Begin Data section

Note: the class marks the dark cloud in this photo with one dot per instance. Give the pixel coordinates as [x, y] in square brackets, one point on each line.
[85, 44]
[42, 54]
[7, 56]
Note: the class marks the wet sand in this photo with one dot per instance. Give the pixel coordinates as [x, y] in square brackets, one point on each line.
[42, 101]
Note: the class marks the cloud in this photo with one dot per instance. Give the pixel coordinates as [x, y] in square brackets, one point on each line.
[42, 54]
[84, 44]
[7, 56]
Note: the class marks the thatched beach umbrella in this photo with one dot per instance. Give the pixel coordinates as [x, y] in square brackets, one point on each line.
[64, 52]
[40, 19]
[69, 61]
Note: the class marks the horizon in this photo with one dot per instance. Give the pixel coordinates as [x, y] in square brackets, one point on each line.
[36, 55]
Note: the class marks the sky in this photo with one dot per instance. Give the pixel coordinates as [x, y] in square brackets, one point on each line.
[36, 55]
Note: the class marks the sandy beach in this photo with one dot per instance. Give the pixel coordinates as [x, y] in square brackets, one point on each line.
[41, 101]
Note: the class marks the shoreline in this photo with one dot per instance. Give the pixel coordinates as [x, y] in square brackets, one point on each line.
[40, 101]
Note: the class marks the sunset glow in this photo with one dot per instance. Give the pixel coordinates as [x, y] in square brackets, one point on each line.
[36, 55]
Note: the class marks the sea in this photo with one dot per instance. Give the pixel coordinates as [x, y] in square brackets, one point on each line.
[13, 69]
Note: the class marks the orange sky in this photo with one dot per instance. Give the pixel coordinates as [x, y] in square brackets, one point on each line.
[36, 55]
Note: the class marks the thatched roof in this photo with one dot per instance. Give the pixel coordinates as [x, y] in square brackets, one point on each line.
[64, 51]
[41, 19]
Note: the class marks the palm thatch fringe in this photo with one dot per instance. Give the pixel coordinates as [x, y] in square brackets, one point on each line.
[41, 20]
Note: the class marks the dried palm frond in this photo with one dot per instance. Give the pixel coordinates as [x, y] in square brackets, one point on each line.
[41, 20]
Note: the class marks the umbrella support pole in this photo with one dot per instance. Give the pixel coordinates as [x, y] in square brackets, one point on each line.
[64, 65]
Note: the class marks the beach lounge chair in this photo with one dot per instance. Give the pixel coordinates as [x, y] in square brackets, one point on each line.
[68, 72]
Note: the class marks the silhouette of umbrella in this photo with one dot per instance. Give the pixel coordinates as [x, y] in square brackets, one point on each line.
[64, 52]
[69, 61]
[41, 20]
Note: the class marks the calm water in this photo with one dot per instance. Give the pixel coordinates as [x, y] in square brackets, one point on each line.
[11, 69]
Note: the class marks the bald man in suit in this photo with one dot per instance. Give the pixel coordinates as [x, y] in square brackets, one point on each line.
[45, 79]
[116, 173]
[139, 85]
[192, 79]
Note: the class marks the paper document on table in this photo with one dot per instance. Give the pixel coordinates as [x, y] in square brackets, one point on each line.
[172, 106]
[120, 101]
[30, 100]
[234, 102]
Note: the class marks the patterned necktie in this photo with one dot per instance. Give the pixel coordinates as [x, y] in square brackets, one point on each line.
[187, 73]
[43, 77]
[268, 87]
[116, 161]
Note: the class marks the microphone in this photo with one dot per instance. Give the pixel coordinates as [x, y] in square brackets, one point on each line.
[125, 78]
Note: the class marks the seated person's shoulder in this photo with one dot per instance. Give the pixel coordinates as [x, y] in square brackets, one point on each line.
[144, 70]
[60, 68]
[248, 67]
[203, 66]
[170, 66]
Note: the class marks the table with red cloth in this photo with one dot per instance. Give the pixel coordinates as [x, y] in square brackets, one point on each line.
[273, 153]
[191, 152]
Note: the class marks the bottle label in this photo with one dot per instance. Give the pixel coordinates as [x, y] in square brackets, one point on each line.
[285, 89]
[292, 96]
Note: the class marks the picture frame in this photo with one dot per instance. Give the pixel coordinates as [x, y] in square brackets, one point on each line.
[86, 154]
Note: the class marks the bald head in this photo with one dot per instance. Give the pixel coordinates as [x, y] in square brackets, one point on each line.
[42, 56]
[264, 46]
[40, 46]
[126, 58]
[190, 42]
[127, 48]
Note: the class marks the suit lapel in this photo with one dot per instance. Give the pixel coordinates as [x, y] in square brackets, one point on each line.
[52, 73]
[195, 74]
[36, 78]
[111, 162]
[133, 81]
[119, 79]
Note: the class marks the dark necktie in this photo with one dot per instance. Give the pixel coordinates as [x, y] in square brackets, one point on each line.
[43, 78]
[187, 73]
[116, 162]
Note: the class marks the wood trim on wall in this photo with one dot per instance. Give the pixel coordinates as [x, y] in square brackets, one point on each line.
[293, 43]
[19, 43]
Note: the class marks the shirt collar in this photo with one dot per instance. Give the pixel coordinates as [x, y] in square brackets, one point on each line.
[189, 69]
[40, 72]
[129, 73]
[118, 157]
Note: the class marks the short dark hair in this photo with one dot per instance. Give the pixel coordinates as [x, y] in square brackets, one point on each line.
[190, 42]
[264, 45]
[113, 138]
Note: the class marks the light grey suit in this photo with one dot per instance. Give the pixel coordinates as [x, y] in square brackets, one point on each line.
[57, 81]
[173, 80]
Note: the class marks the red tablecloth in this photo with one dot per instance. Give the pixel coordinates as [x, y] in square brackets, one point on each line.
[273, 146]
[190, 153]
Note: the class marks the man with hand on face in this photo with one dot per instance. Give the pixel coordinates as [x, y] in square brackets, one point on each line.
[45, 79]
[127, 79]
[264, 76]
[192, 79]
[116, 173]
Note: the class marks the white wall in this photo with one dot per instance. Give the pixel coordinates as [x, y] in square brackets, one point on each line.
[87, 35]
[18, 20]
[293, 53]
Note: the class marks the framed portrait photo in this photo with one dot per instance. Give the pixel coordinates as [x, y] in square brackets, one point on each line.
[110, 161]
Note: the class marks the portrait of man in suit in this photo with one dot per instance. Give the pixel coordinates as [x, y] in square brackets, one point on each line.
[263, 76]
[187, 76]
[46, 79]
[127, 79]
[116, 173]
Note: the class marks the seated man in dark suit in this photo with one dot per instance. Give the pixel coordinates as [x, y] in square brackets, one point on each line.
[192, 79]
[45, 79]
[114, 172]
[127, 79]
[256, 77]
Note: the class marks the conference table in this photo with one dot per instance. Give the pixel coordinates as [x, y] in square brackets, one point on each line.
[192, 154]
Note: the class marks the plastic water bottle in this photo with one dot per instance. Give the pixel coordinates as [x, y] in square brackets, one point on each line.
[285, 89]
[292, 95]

End Data section

§ Goal:
Reproduce the material verbatim, line by line.

§ Expected output:
Note: the class marks the dark cloud in this photo with one dot per instance. Give the pixel coordinates as [x, y] in square brackets, one point on each line.
[85, 44]
[42, 54]
[7, 56]
Note: the class marks the wet sand in this photo with one dot per instance. Give the pixel coordinates as [x, y] in square brackets, one point on each line.
[42, 101]
Note: the class marks the cloud in this photo with one dot per instance. Give the pixel coordinates as [x, y] in square brackets, one point on each line.
[42, 54]
[84, 44]
[7, 56]
Note: the class marks the thatched beach umbrella in this photo with one dot per instance. Give the pixel coordinates as [x, y] in square brackets, one point on each line.
[64, 52]
[40, 19]
[69, 61]
Note: the class marks the horizon in this photo with one dot per instance. Give the pixel coordinates as [x, y] in square brackets, one point on each line.
[36, 55]
Note: the class marks the sky in this photo with one dot per instance. Give the pixel coordinates as [x, y] in square brackets, one point on each line.
[36, 55]
Note: the class marks the sandy beach in this photo with one dot per instance. Give the pixel coordinates as [x, y] in square brackets, one point on each line.
[41, 101]
Note: the class marks the shoreline in this photo with one dot per instance. Give the pixel coordinates as [x, y] in square brackets, one point on each line.
[40, 101]
Note: the class marks the sunset glow in this photo with one dot per instance. Give the pixel coordinates as [x, y] in square brackets, one point on each line.
[36, 55]
Note: the class marks the sea in this photo with one dot per instance. Give the pixel coordinates as [x, y] in square brackets, one point on each line.
[13, 69]
Note: the class marks the orange sky in this photo with one dot per instance. Give the pixel coordinates as [x, y] in square brackets, one point on each line.
[36, 55]
Note: the class marks the thatched roof in this photo with one dot per instance. Give the pixel coordinates as [x, y] in square brackets, one point on each line.
[64, 51]
[41, 19]
Note: the class marks the palm thatch fringe in this photo with one dot per instance. Give the pixel coordinates as [x, y] in square brackets, one point on each line.
[41, 20]
Note: the class marks the dried palm frond in this photo with one dot per instance. Give the pixel coordinates as [x, y] in square brackets, one point on each line.
[41, 20]
Note: the class marks the umbrella support pole in this photo with one dot per instance. Give the pixel coordinates as [x, y] in square brackets, one point on each line.
[64, 65]
Note: the class marks the beach lounge chair in this photo with one dot per instance. Give the pixel coordinates as [x, y] in square brackets, one point on each line.
[68, 72]
Note: the class marks the silhouette of umbrella in this photo with one dot per instance. Give the pixel coordinates as [x, y] in square brackets, one point on each line.
[64, 52]
[69, 61]
[41, 20]
Note: the class marks the calm water in this photo with one dot per instance. Give the pixel coordinates as [x, y] in square brackets, one point on each line.
[11, 69]
Note: the class marks the bald man in suit in this photo with one dot per instance. Give the pixel coordinates as [x, y] in square brackets, one point on each line.
[45, 79]
[116, 173]
[139, 85]
[192, 79]
Note: the class marks the paper document on table in this photo with one dot per instance. Give the pixel coordinates as [x, y] in square brackets, one point on each line.
[172, 106]
[120, 101]
[30, 100]
[234, 102]
Note: the class marks the patterned necktie in this photo with one dot per instance. Give the pixel coordinates as [x, y] in square brackets, one point on each line.
[187, 73]
[43, 77]
[268, 87]
[116, 161]
Note: the class marks the microphone in this photo with one dot per instance. Give the pixel coordinates as [x, y] in square brackets, one point on each line.
[125, 78]
Note: the class marks the seated person's shoulder in this photo with one dot per instance. Give the pixel coordinates as [x, y] in square brackets, one point on each line.
[144, 70]
[60, 68]
[248, 67]
[203, 66]
[170, 66]
Note: the class marks the table with red cloth in this photo with one dot per instance. Give the pixel coordinates as [x, y] in square brackets, one point on each line.
[273, 153]
[191, 152]
Note: the class marks the bottle label in this photo with one dot per instance. Give the pixel coordinates as [x, y] in square brackets, one point on each line.
[285, 89]
[292, 96]
Note: the class marks the picture frame in this photo with one dot per instance. Give the pixel coordinates as [x, y] in square brackets, one point on each line.
[86, 154]
Note: the class marks the bald head in this photo with one dot per instance. Give the pixel coordinates as [x, y] in square brackets, one point on each line.
[42, 56]
[264, 46]
[40, 46]
[126, 58]
[190, 42]
[127, 48]
Note: the class marks the suit lapel in this photo with one dot per instance. Give the pixel coordinates as [x, y] in square brackets, one point on each line.
[52, 73]
[195, 74]
[36, 78]
[111, 162]
[133, 81]
[119, 79]
Note: the class marks the dark necktie in this photo with one dot per instance. Give the pixel coordinates as [x, y] in square brackets, one point on each line.
[43, 78]
[187, 73]
[116, 162]
Note: the class marks the wood trim on wall in this photo with one dot per instance. Give the pixel coordinates as [x, y] in square brackets, one point on each line.
[293, 43]
[19, 43]
Note: the class marks the shirt collar in this photo with one dot per instance. Give the pixel coordinates as [x, y] in square brackets, one point on each line.
[189, 69]
[40, 72]
[129, 73]
[118, 157]
Note: the class marks the short dark hair in this photo with one dot per instance. Give the pixel coordinates as [x, y] in square brackets, one point on each line.
[190, 42]
[264, 45]
[113, 138]
Note: the class marks the light grey suit in this photo with one dot per instance. Give the pixel coordinates as [x, y] in square brackets, one point on each line.
[57, 81]
[173, 80]
Note: the class marks the red tablecloth in this photo with one dot per instance. Give the pixel coordinates as [x, y] in square brackets, one point on each line.
[273, 146]
[190, 153]
Note: the class marks the man with hand on face in this photo with one dot per instance. Give the pixel coordinates as [x, y] in square brackets, one point on each line.
[45, 79]
[127, 79]
[264, 76]
[192, 79]
[116, 173]
Note: the class marks the white wall in this photo with one dot per instance. Give the pixel coordinates as [x, y] in square brackets, one point on each line.
[87, 35]
[18, 20]
[293, 53]
Note: the class marks the framed portrait photo in this photo with one dot per instance. Give the pixel coordinates as [x, y] in square brackets, one point on each line.
[110, 161]
Note: the class marks the portrait of man in suit in this photo with one dot per instance. Give the pixel coordinates as [x, y] in square brackets, one point on each line.
[263, 76]
[187, 76]
[46, 79]
[127, 79]
[116, 173]
Note: the class marks the seated man in dark suit in this photo with one dot per instance. Give the pixel coordinates as [x, y] in square brackets, one point on each line.
[192, 79]
[45, 79]
[114, 172]
[127, 79]
[256, 77]
Note: the class marks the conference table in this photo with one dot per instance. Give the pixel coordinates as [x, y] in square brackets, one point on each line.
[192, 154]
Note: the class marks the plastic water bottle in this photo with one dot per instance. Give the pixel coordinates as [x, y] in square brackets, one point on each line.
[285, 89]
[292, 95]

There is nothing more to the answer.